▶ TEXT SEGMENT

Interaction of Bromodomain Protein Brd4 with the DNA Replication Machinery and the Role in the G1- S Cell Cycle Progression
Farina, Dey, Jang; in collaboration with Hurwitz
Brd4 belongs to the BET family of nuclear proteins that carry two bromodomains thought to be implicated in interactions with chromatin. Expression of Brd4 correlates with cell growth and is induced during early G1 phase upon mitogenic stimuli. To study the role of Brd4 in cell growth control, we examined the effects of over-expression of Brd4 in NIH-3T3 and HeLa cells. We found that ectopic Brd4 expression inhibits cell cycle progression from G1 to S. Co-immunoprecipitation experiments showed that endogenous and transfected Brd4 interact with the replication factor C (RFC), the conserved five-subunit complex essential for DNA replication. In vitro analysis demonstrated that Brd4 directly binds to the largest subunit, RFC-140, thereby interacting with the entire RFC. In line with the inhibitory activity seen in vivo, recombinant Brd4 inhibited RFC-dependent DNA elongation reactions in vitro. Analysis of Brd4 deletions indicated that both the interaction with RFC-140 and the inhibition of entry into S phase depend on the second bromodomain of Brd4.

▶ TASKS FOR THIS EXERCISE
**A)** According to the Brd4 passage, which subunit of replication factor C does Brd4 bind directly?
**B)** Write the next part of the Brd4 passage, following on from its final sentence.

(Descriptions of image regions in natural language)

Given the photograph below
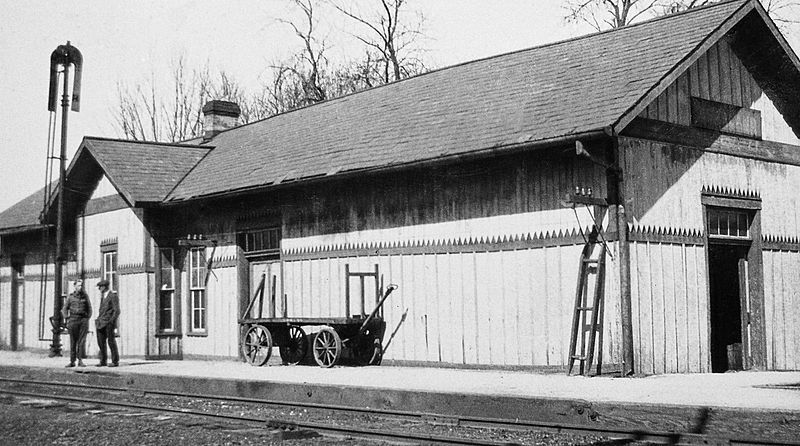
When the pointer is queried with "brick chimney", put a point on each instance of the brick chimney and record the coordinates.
(219, 116)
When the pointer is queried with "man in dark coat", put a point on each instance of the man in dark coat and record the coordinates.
(77, 311)
(106, 322)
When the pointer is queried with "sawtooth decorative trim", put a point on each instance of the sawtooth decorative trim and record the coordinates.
(482, 244)
(674, 236)
(780, 243)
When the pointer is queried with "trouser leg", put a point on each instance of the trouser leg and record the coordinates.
(74, 333)
(84, 329)
(101, 342)
(112, 344)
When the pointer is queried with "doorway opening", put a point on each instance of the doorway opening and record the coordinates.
(727, 267)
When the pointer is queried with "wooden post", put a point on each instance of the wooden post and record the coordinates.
(272, 296)
(346, 290)
(624, 259)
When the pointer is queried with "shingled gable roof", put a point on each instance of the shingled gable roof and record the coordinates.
(23, 215)
(143, 172)
(518, 99)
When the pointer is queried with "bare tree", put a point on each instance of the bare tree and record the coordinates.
(173, 112)
(608, 14)
(390, 31)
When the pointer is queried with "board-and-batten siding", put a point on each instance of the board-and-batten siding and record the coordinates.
(666, 181)
(719, 75)
(782, 296)
(222, 338)
(508, 308)
(669, 303)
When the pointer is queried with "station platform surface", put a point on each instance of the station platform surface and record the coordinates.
(751, 403)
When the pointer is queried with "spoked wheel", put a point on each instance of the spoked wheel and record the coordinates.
(257, 345)
(296, 346)
(327, 347)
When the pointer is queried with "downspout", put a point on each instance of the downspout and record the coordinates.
(618, 180)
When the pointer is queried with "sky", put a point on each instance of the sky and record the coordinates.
(131, 41)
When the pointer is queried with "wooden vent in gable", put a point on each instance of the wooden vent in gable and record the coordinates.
(726, 118)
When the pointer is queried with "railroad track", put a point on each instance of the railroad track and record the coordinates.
(617, 434)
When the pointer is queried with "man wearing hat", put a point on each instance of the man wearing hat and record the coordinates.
(77, 311)
(107, 315)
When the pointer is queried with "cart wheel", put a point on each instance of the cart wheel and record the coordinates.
(327, 347)
(296, 346)
(368, 351)
(257, 345)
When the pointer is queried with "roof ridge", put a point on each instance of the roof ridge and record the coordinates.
(468, 62)
(159, 143)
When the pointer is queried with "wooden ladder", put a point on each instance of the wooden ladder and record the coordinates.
(587, 319)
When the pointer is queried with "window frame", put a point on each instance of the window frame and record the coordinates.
(174, 325)
(198, 299)
(110, 251)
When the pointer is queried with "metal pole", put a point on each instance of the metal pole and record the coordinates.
(55, 347)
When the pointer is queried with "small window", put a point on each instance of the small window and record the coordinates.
(110, 269)
(167, 291)
(197, 288)
(728, 223)
(261, 241)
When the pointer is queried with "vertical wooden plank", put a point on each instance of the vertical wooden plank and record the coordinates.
(484, 270)
(672, 103)
(694, 79)
(553, 288)
(726, 92)
(525, 307)
(636, 299)
(713, 74)
(444, 298)
(510, 273)
(736, 79)
(682, 308)
(703, 306)
(670, 271)
(703, 75)
(657, 305)
(495, 305)
(646, 298)
(684, 104)
(794, 294)
(663, 106)
(538, 293)
(469, 321)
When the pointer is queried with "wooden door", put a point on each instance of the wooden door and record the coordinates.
(744, 295)
(17, 305)
(272, 304)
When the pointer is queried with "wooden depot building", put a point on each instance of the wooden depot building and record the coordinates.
(473, 188)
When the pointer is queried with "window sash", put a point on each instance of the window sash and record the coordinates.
(110, 269)
(198, 298)
(167, 311)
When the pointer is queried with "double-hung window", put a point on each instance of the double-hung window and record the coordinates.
(166, 307)
(110, 269)
(197, 289)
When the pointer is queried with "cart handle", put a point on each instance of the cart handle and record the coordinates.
(389, 290)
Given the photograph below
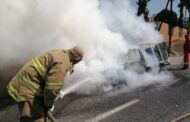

▶ TASK RESULTS
**A)** RFC-140, the largest subunit.

**B)**
FIGRURE 28

Model of Brd4 action

Finally, supporting the functional importance of this interaction, co-transfection of RFC-140 reduced the growth-inhibitory effect of Brd4. Taken together, the present study suggests that Brd4 regulates cell cycle progression in part by interacting with RFC (Fig. 28). A systematic biochemical analysis is under way to identify proteins with which Brd4 forms a complex.

Interaction of Brd4 with Acetylated Chromatin
Kanno T, Kanno Y, Dey; in collaboration with Lenardo, Siegel
To assess the interaction of Brd4 with chromatin, we have carried out analysis of fluorescent loss in photobleaching (FLIP) of transiently transfected GFP-Brd4 in the presence or absence of TSA, a histone deacetylase inhibitor. We found that TSA treatment inhibits loss of fluorescence, indicating that Brd4 preferentially interacts with chromatin. Biochemical analysis with Brd4-nucleosome interactions also supports strong affinity of Brd4 for acetylated histones. Interaction of the BET family proteins with chromatin is also under investigation with the fluorescence resonance energy transfer technique (FRET).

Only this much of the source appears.